[BEGIN PROVIDED INFORMATION]

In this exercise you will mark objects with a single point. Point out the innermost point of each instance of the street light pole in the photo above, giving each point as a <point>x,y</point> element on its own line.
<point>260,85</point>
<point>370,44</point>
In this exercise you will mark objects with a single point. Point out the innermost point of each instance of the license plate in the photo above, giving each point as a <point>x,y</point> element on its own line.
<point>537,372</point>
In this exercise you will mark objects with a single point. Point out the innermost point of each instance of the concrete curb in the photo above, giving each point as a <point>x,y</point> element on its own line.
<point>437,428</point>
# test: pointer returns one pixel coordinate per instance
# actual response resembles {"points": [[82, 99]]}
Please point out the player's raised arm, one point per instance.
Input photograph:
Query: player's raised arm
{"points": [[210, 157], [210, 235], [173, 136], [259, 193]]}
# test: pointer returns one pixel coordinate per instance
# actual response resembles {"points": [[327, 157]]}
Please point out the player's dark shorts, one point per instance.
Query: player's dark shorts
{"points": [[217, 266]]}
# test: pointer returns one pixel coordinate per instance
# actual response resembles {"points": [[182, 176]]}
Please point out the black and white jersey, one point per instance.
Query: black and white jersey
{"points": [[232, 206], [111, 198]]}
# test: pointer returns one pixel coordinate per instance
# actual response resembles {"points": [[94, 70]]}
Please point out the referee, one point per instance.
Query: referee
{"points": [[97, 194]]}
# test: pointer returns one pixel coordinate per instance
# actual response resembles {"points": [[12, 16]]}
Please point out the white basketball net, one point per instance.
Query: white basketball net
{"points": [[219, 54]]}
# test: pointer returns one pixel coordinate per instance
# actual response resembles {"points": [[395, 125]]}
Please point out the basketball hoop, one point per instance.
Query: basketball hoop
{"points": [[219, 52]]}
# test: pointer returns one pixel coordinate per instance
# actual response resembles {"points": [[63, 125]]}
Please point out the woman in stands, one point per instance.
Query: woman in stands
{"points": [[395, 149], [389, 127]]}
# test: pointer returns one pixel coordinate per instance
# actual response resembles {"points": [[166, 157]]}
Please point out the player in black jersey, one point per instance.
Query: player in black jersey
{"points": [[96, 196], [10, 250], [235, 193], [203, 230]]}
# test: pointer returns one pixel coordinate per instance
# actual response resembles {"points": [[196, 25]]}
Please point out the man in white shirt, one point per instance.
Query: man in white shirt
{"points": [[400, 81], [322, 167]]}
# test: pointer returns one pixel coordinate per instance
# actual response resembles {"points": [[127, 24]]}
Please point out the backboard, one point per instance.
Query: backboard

[END PROVIDED INFORMATION]

# WHAT IS REQUIRED
Recast every line of the records above as a Markdown table with two columns, No. and Entry, numbering the rows in order and skipping blank lines.

# EXERCISE RESULT
| No. | Entry |
|---|---|
| 1 | In this exercise you will mark objects with a single point. Point out the innermost point of each instance of the street light pole in the photo above, giving each point as a <point>x,y</point> element on its own line. |
| 2 | <point>260,85</point> |
| 3 | <point>370,44</point> |
| 4 | In this exercise you will mark objects with a single point. Point out the innermost point of each instance of the license plate in the photo above, giving each point as a <point>x,y</point> element on its own line. |
| 5 | <point>537,372</point> |
| 6 | In this exercise you will mark objects with a single point. Point out the innermost point of each instance of the concrete curb in the photo above, giving each point as a <point>x,y</point> element on its own line. |
| 7 | <point>437,428</point> |
| 8 | # test: pointer returns one pixel coordinate per instance |
| 9 | # actual response resembles {"points": [[82, 99]]} |
| 10 | Please point out the player's raised arm, one point per instance. |
| 11 | Input photograph: |
| 12 | Query: player's raised arm |
| 13 | {"points": [[210, 157], [210, 235], [173, 136], [259, 193]]} |
| 14 | # test: pointer returns one pixel coordinate per instance |
| 15 | # actual response resembles {"points": [[327, 157]]} |
| 16 | Please point out the player's dark shorts, one point per instance. |
| 17 | Query: player's dark shorts |
| 18 | {"points": [[217, 266]]} |
| 19 | # test: pointer returns one pixel coordinate per instance |
| 20 | # actual response resembles {"points": [[182, 176]]} |
| 21 | Please point out the black and white jersey, one point per instance. |
| 22 | Query: black and white jersey |
| 23 | {"points": [[232, 206], [111, 198]]} |
| 24 | # test: pointer returns one pixel coordinate per instance |
| 25 | # actual response resembles {"points": [[94, 70]]} |
| 26 | Please point out the referee, one point per instance. |
| 27 | Query: referee |
| 28 | {"points": [[97, 194]]} |
| 29 | # test: pointer returns one pixel coordinate per instance |
| 30 | # actual response resembles {"points": [[12, 16]]} |
| 31 | Please point out the white basketball net, one point per instance. |
| 32 | Query: white basketball net |
| 33 | {"points": [[219, 54]]} |
| 34 | # test: pointer returns one pixel coordinate per instance |
| 35 | # actual response resembles {"points": [[395, 125]]} |
| 36 | Please point out the basketball hoop, one point per instance. |
| 37 | Query: basketball hoop |
| 38 | {"points": [[219, 52]]} |
| 39 | # test: pointer returns one pixel coordinate per instance |
| 40 | # actual response resembles {"points": [[63, 125]]} |
| 41 | Please point out the woman in stands, one point per instance. |
| 42 | Query: woman in stands |
| 43 | {"points": [[395, 149], [389, 127]]} |
| 44 | # test: pointer returns one pixel coordinate per instance |
| 45 | # actual response resembles {"points": [[166, 157]]} |
| 46 | Please point out the player in black jersey, one point per instance. |
| 47 | Query: player in black jersey |
| 48 | {"points": [[96, 196], [10, 250], [235, 193], [203, 230]]} |
| 49 | # test: pointer returns one pixel coordinate per instance |
| 50 | # actual response resembles {"points": [[196, 25]]} |
| 51 | Please point out the man in white shirt, one point per instance. |
| 52 | Query: man in white shirt |
| 53 | {"points": [[400, 81], [322, 167]]} |
| 54 | # test: pointer returns one pixel coordinate per instance |
| 55 | # actual response resembles {"points": [[127, 24]]} |
| 56 | Please point out the backboard, one point per instance. |
| 57 | Query: backboard |